**Stated task:**
The records below must be output exactly, without pictures.

* begin Rows *

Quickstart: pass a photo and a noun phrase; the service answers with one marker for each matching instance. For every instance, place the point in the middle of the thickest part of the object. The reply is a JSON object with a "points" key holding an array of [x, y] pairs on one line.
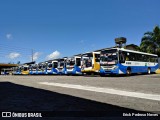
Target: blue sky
{"points": [[57, 28]]}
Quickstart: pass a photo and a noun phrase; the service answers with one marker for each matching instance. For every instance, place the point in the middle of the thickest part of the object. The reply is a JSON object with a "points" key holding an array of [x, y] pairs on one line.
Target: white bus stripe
{"points": [[107, 90]]}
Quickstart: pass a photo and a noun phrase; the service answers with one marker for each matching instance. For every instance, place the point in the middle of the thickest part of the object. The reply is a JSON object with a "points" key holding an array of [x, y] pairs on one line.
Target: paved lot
{"points": [[22, 93]]}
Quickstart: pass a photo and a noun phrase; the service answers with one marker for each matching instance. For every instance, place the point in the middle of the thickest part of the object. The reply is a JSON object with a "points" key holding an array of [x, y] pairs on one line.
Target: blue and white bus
{"points": [[33, 69], [73, 66], [124, 61], [62, 66], [41, 69], [17, 70], [52, 67]]}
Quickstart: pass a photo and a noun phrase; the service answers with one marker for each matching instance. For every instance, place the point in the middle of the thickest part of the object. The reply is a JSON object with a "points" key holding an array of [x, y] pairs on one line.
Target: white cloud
{"points": [[53, 55], [9, 36], [36, 55], [14, 55]]}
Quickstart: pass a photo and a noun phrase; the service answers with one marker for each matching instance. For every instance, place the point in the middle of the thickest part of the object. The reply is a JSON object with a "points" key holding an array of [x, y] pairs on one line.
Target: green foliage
{"points": [[151, 41]]}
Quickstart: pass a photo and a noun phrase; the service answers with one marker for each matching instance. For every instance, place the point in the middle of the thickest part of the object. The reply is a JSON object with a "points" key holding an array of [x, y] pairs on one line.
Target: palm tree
{"points": [[151, 41]]}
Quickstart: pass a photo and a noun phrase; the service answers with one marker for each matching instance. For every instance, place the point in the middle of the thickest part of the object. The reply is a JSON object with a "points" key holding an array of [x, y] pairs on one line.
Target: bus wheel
{"points": [[128, 72], [149, 71]]}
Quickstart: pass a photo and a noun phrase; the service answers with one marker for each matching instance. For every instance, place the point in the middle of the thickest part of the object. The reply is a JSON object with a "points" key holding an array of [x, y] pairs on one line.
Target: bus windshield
{"points": [[49, 65], [109, 56], [71, 62]]}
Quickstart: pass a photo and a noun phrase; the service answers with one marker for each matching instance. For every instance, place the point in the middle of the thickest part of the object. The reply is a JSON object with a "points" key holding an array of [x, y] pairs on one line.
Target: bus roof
{"points": [[127, 50]]}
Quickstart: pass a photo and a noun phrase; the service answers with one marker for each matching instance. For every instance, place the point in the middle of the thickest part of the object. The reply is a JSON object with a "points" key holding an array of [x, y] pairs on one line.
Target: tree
{"points": [[151, 41]]}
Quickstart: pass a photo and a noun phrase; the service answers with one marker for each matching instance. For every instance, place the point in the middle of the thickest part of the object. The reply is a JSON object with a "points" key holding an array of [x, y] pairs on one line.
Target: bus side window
{"points": [[122, 56]]}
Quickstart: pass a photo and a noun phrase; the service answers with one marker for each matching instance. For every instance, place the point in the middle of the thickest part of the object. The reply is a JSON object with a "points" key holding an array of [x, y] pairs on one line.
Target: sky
{"points": [[58, 28]]}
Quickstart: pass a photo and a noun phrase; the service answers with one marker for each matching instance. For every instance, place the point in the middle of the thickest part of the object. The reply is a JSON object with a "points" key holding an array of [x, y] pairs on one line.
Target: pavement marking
{"points": [[107, 90]]}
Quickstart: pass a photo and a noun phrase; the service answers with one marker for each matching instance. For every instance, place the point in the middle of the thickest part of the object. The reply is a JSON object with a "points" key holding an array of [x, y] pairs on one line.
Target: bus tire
{"points": [[102, 75], [128, 71], [149, 71]]}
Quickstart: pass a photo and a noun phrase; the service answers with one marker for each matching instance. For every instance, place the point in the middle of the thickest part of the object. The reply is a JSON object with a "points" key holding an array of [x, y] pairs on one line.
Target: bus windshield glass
{"points": [[49, 65], [71, 62], [87, 60], [109, 56]]}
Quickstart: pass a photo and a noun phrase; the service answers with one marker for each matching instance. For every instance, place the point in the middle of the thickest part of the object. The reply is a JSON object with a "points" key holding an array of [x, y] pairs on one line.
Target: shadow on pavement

* end Rows *

**Solution to the problem:**
Quickstart: pass a photo and a noun phrase; the service answers with one marker for each matching instance. For every instance, place the point in the middle of the thickest part of the object. The reply is a JSON object with a "points" key holding an array of [x, y] pairs on one line.
Target: blue sky
{"points": [[57, 28]]}
Quickstart: pass a photo and a noun phrase; the service answers with one marker for each matching instance. For every instance, place the point in the middle of the thickest part of the object. The reply is a JSON object with a "points" key holding an array of [x, y] pairs on one line.
Target: white bus stripe
{"points": [[107, 90]]}
Quickstart: pass a photo and a noun phrase; the service answers with one marker for each matching instance. For every instance, place the point in the middle of the thickest part of the object. The reply is a JSON object with a "points" key holding an array of [x, y] pairs on one line.
Target: paved lot
{"points": [[22, 93]]}
Quickstart: pass a photo and a noun phrase; the service answers with one marker for each matching instance. For every instance, place the point in the middle of the thickest part of the object. The reply is a JSON object with a "points" key holding an array of [x, y] pairs on one line.
Target: blue and white bus
{"points": [[33, 69], [73, 66], [124, 61], [62, 66], [41, 69], [17, 70], [52, 67]]}
Quickstart: pass a photo and a noun phrase; the service answers with one marker for each matching instance. For every instance, place the point in the middle of the thickest part of the object. The reply is a JSON object with a "points" key holding an array of [x, y] pairs on one line.
Target: white cloud
{"points": [[53, 55], [9, 36], [36, 55], [14, 55]]}
Quickstart: pass a photo and a noun phrase; the service answers with one marker for each matching instance. For every instance, place the point in the middle of the thickest part of the object. The reply is a JSON object with a "points" key holding an array of [x, y] pairs on one line.
Target: green foliage
{"points": [[151, 41]]}
Quickstart: pass a photo and a noun phrase; the service answers with one marker for each matching instance. For every instance, place the point in the middle of the thickest part of the object. The reply is a JSON object with a "points" key holding an array of [x, y] pairs on one line.
Target: palm tree
{"points": [[151, 41]]}
Quickstart: pass a photo and a noun phrase; the service answers with one marker for each matching instance. For every instance, place the point in the middle of the thickest part of the object. The reply is a JSON object with a "points" key holding an array of [x, y] pairs on one line.
Target: bus wheel
{"points": [[128, 72], [149, 71]]}
Quickstart: pass a photo and a noun phrase; the service answers with one marker for each matching instance. For every instance, place the point in the middle of the thickest part of the object. The reply is a JSON object with a "points" key holding an array of [x, y] pairs on one line.
Target: bus windshield
{"points": [[49, 65], [109, 56], [71, 62]]}
Quickstart: pass a photo and a noun phrase; the service answers with one marker for each matching instance. For every instance, place the point in the middle of the thickest part of the object. The reply is a JSON object with a "points" key holding an array of [x, y] pairs on one line.
Target: bus roof
{"points": [[127, 50]]}
Quickstart: pass a photo and a noun phrase; the service answers with one marker for each matching instance. For every instance, place the point in the middle of the thickest part of the object. The reply is a JSON object with a "points" key holding an array of [x, y] pairs on one line.
Target: tree
{"points": [[151, 41]]}
Quickstart: pass a photo and a noun phrase; the service answers with one marker for each matching instance. For every instance, place the point in the middle of the thickest part of the object. The reply is a JSON object with a "points" key holding an array of [x, y] pairs on one line.
Target: bus side window
{"points": [[122, 56]]}
Quickstart: pass a photo and a noun phrase; the service answers with one marker for each matching instance. For every instance, place the point in the middle of the thickest part of the object. The reply is a JSON object with a "points" key holding an array of [x, y] pairs on one line.
Target: sky
{"points": [[58, 28]]}
Quickstart: pass a photo and a noun phrase; the service answers with one marker for each matching instance. For every instance, place the point in the middle of the thickest part of the object. The reply is a JSON object with a "points" key holding an array of [x, y] pairs on one line.
Target: pavement marking
{"points": [[107, 90]]}
Quickstart: pass a photo and a noun phrase; the service answers with one marker for each matching instance. For every instance, place the point in the middle of the thickest part of the object. The reply is a JSON object with a "points" key holding an array of [x, y] pairs on one line.
Target: bus tire
{"points": [[102, 75], [128, 71], [149, 71]]}
Quickstart: pass a photo and a noun phrase; the service answers with one marker for each matching instance. For every instance, place the point in the middle of the thickest part of the object. The reply is a JSON object with a "points" key holding an array of [x, y] pairs on one line.
Target: bus windshield glass
{"points": [[49, 65], [71, 62], [87, 60], [109, 56]]}
Quickstart: pass a photo and a noun phrase; the service answers with one marker for each matching instance. For every instance, place the point in the middle of the thickest part of the object. The reply is a JSON object with a "points" key holding an array of [x, y] pairs on one line.
Target: shadow on pavement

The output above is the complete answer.